> **Source text**
Length and topic drift normalization: Beyond removing absolute turn index, what length‑ or topic‑aware normalizers (e.g., per‑topic baselines, turn‑wise z‑scoring) reduce false positives from benign but exploratory or multi‑topic dialogues?
Intent‑isolated shift not implemented: The proposed “intent‑isolated shift” $\Delta_t^{\text{intent}}=\Delta_t^{\text{attack}}-\Delta_t^{\text{control}}$ requires topic‑matched controls; how to construct scalable, high‑coverage benign controls and does this materially reduce content confounds and FPs?
Generalization beyond LMSYS/SafeDialBench: How does LAD perform on additional real‑world, multi‑turn datasets (e.g., MHJ, enterprise logs, multilingual forums), especially outside English and security topics?
Multilingual and code settings: Does adversarial restlessness hold in non‑English languages, mixed‑language chats, and code‑heavy sessions; are language/tokenization differences a confound for trajectory features?
Tool use and multi‑modal contexts: How does LAD operate when attacks route through tools, function calls, or non‑text modalities (images, audio); where should activations be sampled in these pipelines?
Single‑turn and very‑short pivoting attacks: The method is optimized for multi‑turn attacks; what is the detection power for single‑turn jailbreaks or attacks with one‑turn pivoting, and can additional features address this gap?
Probe‑aware adversaries: Robustness is only evaluated via synthetic drift suppression; how does LAD fare against attackers explicitly optimizing to minimize trajectory features (e.g., gradient‑based activation steering, RLHF‑style training to evade the probe)?
Evasion vs. utility trade‑off: What is the minimal drift attenuation required for an attacker to evade detection while still achieving jailbreak success, measured on real models with probe‑aware generation?
Error analysis on real data: Which real‑world attack types are missed or cause false alarms; provide qualitative analyses of failure cases to identify systematic blind spots (e.g., heated but benign debates, rapid topic shifts).
Calibration and thresholding: Detection uses a fixed $\theta{=}0.5$ ; how do ROC/PR trade‑offs vary across deployments, and can cost‑sensitive or calibrated thresholds improve early detection at acceptable FP rates?

> **Supplied entries**
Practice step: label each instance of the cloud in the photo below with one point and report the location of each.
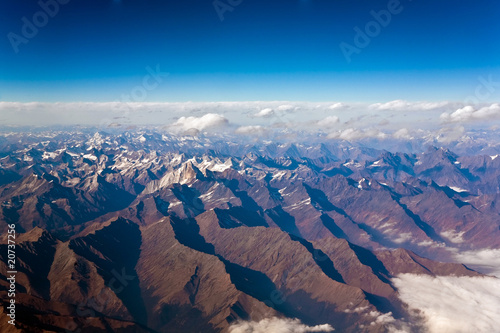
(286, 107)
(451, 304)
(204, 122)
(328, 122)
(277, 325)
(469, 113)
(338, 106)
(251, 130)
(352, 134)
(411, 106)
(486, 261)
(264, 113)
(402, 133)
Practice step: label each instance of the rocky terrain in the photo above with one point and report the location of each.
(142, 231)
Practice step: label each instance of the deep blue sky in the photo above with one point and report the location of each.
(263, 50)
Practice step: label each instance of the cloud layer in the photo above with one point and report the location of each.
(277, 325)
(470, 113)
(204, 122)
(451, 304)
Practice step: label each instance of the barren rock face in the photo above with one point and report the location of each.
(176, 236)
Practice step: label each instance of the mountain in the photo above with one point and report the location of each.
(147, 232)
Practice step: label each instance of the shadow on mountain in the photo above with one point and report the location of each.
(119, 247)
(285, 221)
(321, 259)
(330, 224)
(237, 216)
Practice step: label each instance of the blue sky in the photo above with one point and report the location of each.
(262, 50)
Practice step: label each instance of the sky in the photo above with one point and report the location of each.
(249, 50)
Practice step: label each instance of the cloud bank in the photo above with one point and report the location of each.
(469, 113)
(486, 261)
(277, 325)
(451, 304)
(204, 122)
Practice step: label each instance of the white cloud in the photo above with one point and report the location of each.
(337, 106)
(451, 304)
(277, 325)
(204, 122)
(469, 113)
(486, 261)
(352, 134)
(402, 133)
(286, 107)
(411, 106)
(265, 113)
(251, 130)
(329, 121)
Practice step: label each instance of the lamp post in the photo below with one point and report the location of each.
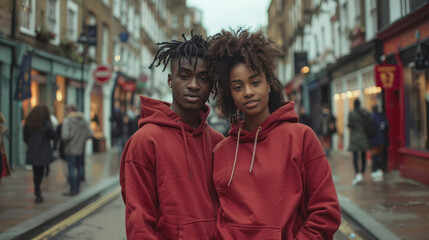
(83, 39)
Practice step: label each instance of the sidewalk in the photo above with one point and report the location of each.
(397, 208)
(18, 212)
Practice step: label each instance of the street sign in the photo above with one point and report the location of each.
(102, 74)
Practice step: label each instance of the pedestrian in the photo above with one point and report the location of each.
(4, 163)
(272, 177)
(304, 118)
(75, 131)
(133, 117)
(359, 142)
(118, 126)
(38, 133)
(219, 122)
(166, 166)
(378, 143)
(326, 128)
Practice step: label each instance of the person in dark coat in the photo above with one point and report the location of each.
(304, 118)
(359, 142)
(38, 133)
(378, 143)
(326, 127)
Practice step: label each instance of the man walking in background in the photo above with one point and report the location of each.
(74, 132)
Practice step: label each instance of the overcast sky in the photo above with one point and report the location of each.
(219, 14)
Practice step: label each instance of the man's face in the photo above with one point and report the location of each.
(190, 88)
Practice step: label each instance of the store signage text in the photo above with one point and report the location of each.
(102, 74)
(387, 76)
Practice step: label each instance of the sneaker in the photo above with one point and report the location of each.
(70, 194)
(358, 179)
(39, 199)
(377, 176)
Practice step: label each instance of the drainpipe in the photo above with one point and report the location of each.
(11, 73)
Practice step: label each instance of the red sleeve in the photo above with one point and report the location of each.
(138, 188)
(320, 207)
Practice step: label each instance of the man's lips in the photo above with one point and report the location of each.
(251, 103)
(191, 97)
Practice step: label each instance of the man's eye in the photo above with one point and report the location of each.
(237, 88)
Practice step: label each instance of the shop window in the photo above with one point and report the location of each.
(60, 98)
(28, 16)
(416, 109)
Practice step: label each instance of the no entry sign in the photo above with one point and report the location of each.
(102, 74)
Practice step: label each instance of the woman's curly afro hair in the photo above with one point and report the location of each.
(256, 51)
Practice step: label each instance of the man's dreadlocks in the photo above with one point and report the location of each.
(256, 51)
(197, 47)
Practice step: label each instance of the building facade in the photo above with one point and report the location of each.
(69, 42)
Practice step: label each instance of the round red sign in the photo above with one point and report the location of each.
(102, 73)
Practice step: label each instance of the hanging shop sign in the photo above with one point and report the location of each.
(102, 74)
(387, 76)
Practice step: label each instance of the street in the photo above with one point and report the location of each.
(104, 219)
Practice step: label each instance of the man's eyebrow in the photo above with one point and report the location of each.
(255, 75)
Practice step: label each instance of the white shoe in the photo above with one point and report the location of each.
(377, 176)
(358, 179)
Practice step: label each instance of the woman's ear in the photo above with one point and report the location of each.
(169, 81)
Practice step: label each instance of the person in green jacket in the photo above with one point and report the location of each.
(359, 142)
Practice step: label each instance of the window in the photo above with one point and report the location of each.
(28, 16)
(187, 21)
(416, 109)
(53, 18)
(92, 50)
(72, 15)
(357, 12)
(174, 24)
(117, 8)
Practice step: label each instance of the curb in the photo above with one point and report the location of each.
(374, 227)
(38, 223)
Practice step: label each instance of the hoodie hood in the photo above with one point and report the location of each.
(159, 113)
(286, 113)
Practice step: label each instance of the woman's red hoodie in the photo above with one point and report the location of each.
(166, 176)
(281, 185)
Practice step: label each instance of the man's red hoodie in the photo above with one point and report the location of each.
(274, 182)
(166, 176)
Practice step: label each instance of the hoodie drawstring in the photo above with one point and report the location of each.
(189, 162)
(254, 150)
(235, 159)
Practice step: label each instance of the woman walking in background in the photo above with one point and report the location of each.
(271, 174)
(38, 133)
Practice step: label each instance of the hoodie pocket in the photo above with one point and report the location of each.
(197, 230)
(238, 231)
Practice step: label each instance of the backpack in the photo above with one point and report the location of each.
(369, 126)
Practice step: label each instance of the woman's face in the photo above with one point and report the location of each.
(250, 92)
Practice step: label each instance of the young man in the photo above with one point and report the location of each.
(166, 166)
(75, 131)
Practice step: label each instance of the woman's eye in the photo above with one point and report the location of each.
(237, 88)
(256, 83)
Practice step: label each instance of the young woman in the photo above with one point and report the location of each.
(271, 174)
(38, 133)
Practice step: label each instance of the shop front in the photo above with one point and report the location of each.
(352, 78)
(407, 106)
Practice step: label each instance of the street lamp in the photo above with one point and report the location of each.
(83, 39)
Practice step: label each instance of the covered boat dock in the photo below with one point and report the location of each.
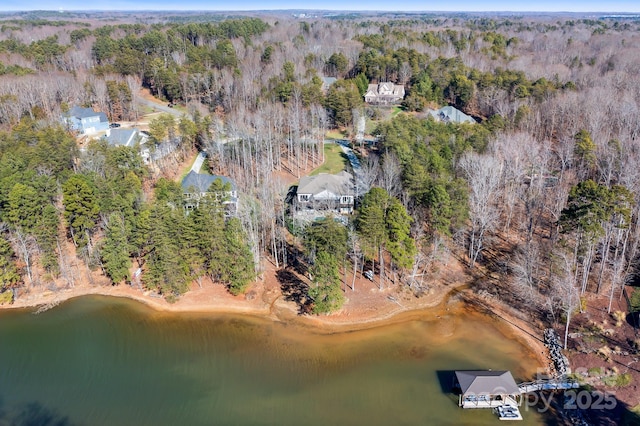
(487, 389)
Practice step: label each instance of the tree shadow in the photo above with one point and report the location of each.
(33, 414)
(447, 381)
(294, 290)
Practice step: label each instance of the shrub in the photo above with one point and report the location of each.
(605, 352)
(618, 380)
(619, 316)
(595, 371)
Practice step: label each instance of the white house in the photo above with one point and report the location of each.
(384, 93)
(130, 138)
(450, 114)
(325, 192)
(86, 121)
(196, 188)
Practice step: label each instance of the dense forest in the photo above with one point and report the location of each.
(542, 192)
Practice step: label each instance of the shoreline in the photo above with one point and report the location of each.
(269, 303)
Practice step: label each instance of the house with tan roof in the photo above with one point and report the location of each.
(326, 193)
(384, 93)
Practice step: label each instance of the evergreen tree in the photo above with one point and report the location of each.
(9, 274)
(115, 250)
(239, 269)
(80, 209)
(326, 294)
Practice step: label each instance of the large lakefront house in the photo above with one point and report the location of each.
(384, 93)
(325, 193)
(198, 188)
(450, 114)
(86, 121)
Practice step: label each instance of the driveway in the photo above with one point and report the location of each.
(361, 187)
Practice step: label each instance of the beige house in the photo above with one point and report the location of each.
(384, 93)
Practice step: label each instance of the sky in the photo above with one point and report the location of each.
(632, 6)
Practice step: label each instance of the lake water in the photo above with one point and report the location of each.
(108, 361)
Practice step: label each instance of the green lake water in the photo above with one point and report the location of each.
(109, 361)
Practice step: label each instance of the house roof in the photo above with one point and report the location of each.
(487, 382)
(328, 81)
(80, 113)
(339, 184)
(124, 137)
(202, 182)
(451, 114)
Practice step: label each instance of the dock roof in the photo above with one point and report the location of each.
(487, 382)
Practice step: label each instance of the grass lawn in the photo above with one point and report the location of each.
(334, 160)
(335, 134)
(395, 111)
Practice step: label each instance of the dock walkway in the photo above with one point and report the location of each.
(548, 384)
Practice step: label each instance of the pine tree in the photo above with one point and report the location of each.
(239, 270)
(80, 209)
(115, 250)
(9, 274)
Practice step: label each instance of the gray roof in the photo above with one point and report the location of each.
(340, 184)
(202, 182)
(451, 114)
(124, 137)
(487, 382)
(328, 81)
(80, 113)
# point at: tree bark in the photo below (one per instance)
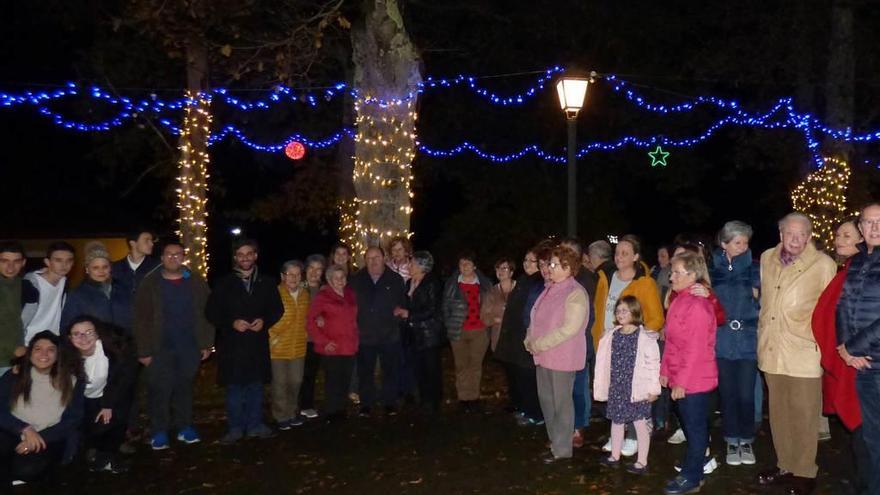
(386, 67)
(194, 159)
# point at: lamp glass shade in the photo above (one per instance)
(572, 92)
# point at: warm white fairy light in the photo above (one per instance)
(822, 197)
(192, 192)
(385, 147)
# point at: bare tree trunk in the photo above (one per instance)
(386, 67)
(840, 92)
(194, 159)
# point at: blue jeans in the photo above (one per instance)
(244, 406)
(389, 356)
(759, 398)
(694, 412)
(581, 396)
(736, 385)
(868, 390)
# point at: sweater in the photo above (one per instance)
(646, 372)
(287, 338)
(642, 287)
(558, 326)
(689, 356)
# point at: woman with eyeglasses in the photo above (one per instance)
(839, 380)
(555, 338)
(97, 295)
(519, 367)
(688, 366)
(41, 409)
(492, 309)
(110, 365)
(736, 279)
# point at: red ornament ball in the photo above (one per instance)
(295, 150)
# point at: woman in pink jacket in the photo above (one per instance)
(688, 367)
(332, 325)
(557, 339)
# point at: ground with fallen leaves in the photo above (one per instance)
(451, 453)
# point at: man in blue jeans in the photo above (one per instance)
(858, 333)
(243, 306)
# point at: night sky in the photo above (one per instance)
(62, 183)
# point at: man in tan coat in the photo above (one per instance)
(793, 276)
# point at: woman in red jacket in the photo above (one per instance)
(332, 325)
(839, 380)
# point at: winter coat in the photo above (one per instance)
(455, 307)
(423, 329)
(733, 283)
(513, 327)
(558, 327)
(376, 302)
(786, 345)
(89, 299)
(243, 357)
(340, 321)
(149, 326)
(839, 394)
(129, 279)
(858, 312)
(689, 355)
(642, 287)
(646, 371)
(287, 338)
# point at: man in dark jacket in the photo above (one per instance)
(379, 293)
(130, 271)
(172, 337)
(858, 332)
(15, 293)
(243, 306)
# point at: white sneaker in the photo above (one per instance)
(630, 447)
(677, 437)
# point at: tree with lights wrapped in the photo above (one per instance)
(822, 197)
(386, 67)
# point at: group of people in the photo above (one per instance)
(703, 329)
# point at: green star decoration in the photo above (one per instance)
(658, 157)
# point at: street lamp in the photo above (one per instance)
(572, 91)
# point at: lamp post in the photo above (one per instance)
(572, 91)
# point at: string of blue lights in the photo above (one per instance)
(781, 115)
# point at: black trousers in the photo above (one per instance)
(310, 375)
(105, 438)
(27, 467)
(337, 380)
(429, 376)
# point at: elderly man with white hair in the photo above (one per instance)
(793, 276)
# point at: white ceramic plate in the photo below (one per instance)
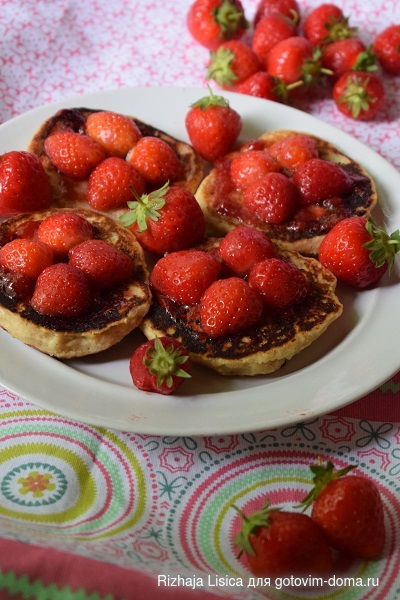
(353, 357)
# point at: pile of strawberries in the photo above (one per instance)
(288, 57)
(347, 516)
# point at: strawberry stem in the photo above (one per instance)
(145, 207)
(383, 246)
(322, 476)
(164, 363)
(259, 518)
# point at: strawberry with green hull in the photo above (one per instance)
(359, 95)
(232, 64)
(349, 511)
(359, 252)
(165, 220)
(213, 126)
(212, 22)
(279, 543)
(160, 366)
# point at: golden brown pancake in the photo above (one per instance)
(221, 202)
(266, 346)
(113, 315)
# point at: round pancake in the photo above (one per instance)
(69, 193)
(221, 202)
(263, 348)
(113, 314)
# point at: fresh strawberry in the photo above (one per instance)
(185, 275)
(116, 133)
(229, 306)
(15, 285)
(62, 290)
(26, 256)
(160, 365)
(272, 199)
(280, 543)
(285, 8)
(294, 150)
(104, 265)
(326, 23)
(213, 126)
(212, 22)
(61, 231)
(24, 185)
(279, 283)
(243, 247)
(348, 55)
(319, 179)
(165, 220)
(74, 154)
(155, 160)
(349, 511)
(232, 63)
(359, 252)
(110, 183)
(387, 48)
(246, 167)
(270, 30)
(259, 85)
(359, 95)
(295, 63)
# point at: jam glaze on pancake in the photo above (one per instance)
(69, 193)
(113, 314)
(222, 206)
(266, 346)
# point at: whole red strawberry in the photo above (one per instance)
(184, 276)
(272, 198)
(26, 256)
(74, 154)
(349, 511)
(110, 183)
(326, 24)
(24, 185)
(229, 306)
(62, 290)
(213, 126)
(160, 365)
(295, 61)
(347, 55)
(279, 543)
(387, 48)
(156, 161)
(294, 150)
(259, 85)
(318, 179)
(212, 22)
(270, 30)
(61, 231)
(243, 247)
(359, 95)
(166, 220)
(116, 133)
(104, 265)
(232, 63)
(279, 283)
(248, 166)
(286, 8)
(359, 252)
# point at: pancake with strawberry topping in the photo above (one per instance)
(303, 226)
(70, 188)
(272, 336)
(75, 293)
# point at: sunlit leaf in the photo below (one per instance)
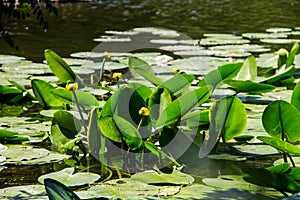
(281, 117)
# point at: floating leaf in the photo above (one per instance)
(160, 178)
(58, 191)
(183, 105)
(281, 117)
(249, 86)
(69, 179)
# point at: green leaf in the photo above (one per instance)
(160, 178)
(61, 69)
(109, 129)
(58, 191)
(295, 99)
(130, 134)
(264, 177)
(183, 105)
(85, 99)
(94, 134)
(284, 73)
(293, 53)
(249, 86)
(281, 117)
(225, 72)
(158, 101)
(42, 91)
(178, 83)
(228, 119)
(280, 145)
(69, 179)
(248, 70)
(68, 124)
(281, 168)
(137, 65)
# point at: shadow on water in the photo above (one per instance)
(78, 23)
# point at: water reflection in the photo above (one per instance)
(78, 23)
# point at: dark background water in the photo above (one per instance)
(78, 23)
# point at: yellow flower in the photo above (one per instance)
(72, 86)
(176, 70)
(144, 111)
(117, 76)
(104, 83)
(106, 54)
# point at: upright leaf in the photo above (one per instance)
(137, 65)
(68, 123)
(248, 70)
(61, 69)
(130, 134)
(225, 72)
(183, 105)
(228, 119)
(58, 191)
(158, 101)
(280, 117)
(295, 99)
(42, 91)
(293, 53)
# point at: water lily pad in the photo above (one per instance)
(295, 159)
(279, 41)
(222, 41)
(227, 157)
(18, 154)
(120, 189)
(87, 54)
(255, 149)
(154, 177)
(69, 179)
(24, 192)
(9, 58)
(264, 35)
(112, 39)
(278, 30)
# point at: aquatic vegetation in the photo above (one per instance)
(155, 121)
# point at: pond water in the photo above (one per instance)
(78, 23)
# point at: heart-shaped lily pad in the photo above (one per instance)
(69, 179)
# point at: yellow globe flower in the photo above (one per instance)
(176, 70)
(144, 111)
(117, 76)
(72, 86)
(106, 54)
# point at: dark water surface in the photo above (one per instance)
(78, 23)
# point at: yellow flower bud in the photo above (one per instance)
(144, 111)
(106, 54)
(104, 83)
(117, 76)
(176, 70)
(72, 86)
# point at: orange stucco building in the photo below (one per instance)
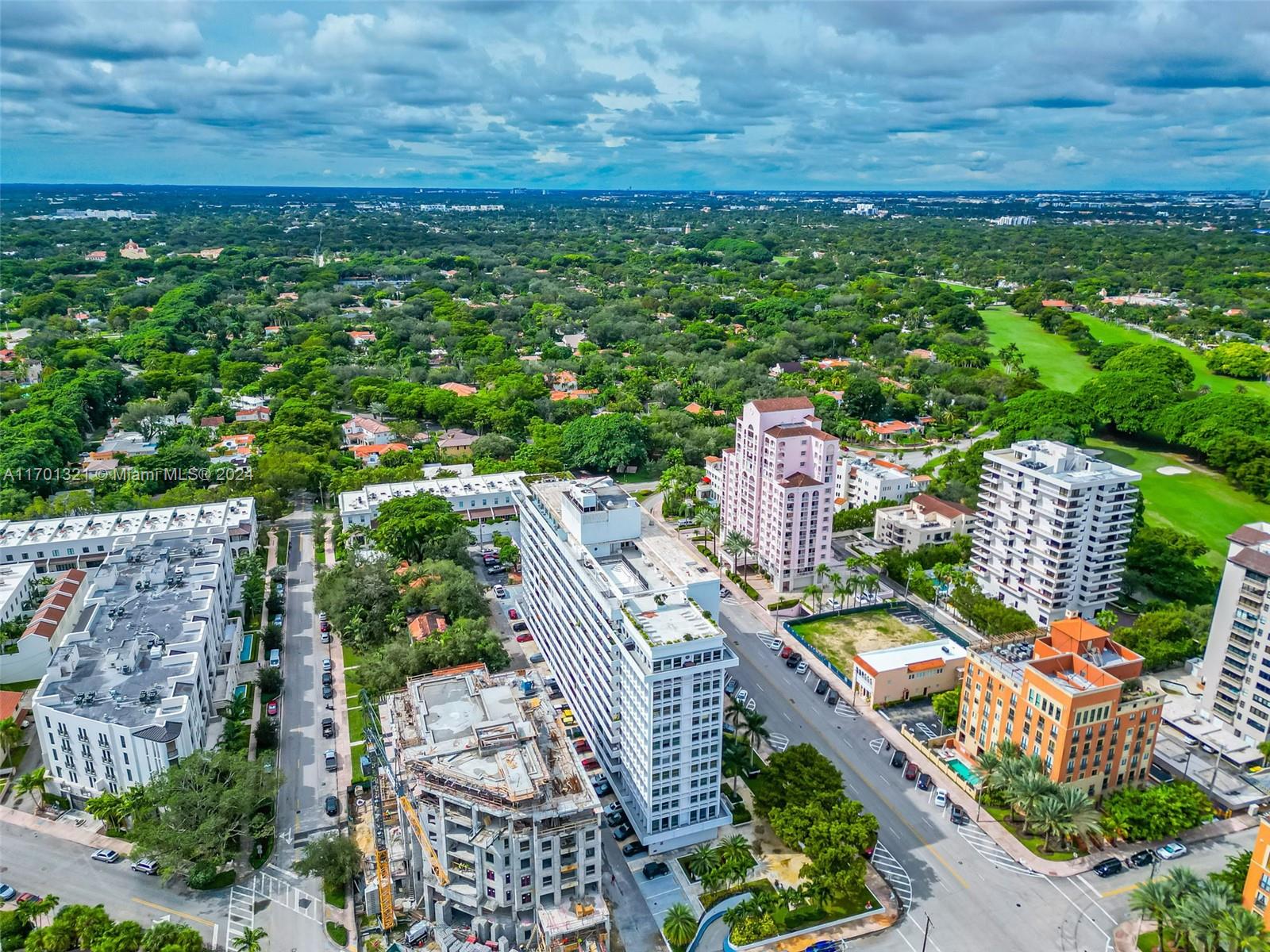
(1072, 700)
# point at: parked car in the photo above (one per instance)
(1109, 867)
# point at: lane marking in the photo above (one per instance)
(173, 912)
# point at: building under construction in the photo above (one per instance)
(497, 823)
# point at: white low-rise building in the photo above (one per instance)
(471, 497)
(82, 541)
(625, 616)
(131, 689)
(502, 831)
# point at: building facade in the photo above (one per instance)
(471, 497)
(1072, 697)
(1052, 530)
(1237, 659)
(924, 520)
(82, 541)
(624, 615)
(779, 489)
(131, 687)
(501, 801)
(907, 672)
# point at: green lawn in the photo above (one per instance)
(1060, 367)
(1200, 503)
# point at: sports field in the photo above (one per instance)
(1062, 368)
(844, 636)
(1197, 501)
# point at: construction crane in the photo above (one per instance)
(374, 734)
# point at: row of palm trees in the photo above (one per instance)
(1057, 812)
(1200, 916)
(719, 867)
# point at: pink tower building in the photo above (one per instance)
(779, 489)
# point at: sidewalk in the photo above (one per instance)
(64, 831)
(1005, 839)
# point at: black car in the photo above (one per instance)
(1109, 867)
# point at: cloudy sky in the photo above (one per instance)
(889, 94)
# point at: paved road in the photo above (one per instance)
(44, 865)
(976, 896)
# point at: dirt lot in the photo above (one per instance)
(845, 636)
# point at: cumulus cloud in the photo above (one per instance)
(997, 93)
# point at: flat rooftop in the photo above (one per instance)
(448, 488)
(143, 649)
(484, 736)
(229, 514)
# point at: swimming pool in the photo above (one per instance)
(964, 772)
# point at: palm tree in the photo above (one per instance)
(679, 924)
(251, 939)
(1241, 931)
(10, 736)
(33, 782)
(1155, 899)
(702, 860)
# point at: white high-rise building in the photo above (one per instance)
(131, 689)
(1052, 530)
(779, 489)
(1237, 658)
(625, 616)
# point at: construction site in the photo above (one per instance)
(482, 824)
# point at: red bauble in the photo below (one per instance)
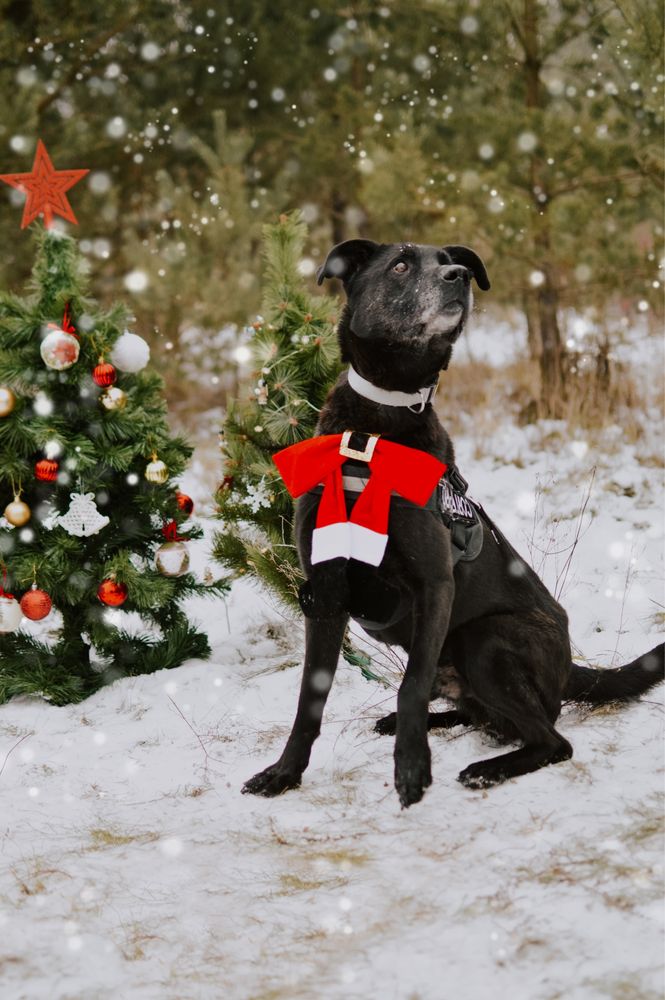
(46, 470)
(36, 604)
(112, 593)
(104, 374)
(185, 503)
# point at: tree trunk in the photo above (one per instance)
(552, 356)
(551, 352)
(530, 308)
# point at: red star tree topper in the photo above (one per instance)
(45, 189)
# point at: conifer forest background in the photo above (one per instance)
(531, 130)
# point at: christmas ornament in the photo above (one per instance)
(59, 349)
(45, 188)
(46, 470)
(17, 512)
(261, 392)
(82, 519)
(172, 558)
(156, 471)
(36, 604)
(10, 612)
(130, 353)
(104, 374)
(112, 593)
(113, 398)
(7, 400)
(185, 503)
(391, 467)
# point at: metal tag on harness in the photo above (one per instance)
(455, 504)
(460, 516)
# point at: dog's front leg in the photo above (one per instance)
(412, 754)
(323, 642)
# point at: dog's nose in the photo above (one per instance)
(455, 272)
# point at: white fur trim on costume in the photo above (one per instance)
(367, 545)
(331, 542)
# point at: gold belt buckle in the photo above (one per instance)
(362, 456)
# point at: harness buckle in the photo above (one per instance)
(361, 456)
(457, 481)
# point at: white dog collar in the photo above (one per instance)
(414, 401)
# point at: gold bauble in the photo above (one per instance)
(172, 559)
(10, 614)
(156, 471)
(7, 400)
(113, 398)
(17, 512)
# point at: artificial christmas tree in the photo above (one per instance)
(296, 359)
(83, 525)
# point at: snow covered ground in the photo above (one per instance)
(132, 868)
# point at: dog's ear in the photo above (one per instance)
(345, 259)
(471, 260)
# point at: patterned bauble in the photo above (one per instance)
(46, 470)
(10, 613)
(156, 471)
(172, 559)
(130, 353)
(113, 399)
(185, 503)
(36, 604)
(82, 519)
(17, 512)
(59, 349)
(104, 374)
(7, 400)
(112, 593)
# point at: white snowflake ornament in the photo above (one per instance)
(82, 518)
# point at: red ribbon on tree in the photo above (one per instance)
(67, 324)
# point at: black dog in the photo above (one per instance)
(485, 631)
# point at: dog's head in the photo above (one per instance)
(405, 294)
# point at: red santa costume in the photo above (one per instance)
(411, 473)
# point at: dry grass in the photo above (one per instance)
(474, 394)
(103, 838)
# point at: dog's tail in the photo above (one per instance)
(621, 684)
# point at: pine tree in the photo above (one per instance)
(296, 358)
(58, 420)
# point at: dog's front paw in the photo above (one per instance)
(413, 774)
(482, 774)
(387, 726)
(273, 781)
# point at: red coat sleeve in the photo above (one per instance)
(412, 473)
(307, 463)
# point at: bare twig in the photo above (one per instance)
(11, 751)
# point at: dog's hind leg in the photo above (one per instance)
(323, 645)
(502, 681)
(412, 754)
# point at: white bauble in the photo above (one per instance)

> **Task list**
**a.** In the text on LAD detection, rewrite the paragraph that begins "Single‑turn and very‑short pivoting attacks" more briefly, keeping its main facts.
**b.** Please retype the text on LAD detection, starting at "Probe‑aware adversaries: Robustness" and ending at "with probe‑aware generation?".

> **Results of the exercise**
**a.** Single‑turn and very‑short pivoting attacks: The method targets multi‑turn attacks. How well does it catch single‑turn jailbreaks or one‑turn pivots, and can extra features close this gap?

**b.**
Probe‑aware adversaries: Robustness is only evaluated via synthetic drift suppression; how does LAD fare against attackers explicitly optimizing to minimize trajectory features (e.g., gradient‑based activation steering, RLHF‑style training to evade the probe)?
Evasion vs. utility trade‑off: What is the minimal drift attenuation required for an attacker to evade detection while still achieving jailbreak success, measured on real models with probe‑aware generation?